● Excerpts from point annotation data
######

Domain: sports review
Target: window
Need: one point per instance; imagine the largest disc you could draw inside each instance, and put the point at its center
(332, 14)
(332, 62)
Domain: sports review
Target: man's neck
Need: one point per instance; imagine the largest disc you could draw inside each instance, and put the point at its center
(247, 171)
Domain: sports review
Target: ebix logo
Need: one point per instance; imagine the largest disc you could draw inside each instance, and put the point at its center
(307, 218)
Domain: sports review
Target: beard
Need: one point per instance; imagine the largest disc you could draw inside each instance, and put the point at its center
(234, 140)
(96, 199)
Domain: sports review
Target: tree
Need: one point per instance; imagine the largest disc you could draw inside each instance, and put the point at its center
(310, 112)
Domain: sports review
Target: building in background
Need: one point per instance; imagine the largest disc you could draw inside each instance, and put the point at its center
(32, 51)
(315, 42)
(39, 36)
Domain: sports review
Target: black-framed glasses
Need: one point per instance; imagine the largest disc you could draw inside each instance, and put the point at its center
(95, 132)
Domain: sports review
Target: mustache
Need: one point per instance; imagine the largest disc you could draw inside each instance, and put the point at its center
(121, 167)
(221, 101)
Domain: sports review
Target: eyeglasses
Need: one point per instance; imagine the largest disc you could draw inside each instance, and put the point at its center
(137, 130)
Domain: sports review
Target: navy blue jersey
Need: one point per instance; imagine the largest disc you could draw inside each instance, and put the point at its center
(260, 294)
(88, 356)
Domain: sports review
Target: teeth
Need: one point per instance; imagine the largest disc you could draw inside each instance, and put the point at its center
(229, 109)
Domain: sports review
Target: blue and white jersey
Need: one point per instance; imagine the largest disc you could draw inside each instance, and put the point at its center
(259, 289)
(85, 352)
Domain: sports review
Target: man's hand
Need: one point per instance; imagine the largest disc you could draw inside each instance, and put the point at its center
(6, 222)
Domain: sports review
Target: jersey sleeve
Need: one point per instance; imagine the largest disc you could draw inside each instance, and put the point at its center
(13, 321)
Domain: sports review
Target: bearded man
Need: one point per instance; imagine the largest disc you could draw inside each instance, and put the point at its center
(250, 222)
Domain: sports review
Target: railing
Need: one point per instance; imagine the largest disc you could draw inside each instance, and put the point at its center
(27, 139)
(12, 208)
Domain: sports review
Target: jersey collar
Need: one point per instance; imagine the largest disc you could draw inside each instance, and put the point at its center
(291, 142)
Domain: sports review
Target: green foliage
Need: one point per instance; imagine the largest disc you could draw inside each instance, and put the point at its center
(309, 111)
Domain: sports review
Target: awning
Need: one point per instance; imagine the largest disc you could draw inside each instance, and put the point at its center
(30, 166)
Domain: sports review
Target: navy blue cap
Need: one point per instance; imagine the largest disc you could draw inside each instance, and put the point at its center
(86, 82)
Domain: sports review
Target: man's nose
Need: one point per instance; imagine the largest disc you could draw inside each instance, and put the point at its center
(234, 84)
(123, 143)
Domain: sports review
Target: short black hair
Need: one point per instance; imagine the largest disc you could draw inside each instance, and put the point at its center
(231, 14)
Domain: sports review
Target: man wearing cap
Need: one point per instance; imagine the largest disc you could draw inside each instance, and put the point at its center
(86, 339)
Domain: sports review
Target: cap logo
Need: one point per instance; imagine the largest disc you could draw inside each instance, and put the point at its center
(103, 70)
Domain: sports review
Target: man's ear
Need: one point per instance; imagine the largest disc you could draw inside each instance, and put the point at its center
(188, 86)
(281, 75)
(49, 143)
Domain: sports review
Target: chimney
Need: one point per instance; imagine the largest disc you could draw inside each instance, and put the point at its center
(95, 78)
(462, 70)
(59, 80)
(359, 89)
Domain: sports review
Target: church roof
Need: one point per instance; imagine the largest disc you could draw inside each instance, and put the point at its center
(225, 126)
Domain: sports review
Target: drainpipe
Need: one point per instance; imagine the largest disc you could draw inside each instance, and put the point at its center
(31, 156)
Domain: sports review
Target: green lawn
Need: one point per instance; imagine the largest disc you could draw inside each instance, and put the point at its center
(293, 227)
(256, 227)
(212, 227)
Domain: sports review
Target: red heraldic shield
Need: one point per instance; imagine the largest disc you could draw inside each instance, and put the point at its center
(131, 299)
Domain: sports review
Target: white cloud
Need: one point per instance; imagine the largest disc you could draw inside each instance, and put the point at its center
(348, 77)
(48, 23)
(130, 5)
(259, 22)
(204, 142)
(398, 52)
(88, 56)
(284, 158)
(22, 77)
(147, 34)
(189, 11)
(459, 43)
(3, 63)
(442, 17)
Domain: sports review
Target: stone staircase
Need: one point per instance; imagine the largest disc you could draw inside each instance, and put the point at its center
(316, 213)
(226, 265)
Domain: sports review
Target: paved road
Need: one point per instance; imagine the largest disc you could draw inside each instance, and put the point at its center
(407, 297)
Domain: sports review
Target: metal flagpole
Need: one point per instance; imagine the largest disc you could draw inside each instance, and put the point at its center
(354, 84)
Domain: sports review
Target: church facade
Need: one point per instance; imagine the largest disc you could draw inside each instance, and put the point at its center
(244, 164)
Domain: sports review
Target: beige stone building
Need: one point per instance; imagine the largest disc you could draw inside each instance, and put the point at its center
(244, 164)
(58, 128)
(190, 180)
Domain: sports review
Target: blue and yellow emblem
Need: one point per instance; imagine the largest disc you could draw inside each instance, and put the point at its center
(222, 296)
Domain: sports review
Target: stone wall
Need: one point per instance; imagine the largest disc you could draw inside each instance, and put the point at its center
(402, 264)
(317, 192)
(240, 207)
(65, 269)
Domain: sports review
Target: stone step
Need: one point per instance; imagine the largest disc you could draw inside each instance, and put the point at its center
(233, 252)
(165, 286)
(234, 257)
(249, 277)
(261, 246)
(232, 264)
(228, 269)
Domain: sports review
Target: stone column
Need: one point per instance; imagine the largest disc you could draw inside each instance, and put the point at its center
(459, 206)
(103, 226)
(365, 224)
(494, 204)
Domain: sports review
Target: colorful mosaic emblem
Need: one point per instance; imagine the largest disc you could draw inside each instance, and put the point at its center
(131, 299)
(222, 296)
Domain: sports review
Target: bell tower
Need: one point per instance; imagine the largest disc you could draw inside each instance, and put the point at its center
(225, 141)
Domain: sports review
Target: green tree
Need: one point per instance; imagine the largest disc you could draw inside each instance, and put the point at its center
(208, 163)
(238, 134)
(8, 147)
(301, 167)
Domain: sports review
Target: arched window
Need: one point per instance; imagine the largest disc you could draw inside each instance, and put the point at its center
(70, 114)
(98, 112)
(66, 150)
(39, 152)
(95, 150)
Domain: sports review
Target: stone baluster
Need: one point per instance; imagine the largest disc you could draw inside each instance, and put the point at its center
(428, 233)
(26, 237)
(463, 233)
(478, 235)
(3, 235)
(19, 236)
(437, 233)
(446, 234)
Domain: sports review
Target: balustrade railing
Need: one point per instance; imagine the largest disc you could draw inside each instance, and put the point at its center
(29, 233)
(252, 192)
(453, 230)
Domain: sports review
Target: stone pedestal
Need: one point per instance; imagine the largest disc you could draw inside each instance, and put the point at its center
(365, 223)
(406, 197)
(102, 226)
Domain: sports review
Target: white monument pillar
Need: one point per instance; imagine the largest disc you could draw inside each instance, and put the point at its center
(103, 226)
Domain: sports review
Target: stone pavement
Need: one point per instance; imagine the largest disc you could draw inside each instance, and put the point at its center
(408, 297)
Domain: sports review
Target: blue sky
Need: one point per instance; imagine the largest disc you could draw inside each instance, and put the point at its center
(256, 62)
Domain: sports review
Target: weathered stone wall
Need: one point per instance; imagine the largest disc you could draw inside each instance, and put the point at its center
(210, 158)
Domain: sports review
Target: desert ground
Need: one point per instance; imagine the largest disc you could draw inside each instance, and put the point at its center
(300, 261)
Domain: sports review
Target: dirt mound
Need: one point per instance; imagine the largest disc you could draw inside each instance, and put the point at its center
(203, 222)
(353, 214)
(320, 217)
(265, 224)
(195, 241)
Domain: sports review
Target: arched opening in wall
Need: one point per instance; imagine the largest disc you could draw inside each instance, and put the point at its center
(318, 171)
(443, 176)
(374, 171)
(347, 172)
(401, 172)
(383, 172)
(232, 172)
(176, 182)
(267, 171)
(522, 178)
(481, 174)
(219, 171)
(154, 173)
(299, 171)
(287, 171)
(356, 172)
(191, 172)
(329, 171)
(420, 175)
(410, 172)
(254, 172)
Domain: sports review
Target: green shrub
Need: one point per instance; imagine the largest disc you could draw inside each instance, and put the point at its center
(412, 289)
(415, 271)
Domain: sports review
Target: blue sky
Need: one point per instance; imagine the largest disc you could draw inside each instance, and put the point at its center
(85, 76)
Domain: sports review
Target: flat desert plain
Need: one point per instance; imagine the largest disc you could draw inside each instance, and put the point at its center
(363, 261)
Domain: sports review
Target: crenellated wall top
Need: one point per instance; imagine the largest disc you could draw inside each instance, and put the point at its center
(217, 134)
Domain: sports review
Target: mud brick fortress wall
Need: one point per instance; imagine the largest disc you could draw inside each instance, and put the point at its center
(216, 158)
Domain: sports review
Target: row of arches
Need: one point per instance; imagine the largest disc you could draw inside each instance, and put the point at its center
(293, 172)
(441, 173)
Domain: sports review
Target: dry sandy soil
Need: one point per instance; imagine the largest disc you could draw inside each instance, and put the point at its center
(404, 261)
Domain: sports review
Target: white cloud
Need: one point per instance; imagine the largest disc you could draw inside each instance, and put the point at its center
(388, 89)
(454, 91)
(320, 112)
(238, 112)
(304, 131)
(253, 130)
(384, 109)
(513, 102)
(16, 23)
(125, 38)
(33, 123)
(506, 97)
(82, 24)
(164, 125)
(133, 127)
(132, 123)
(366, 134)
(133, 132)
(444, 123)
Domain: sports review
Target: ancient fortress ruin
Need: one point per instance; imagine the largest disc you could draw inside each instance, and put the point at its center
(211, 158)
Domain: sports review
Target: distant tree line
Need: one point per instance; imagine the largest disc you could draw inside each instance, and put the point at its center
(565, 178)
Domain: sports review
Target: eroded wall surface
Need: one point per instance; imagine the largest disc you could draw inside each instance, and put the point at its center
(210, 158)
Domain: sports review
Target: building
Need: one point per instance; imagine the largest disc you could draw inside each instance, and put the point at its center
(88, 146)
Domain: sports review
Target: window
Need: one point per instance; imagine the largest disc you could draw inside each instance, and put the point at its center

######

Gather every line from the rows above that contains the string "arched", treating case as significant.

Target: arched window
Target: arched opening in wall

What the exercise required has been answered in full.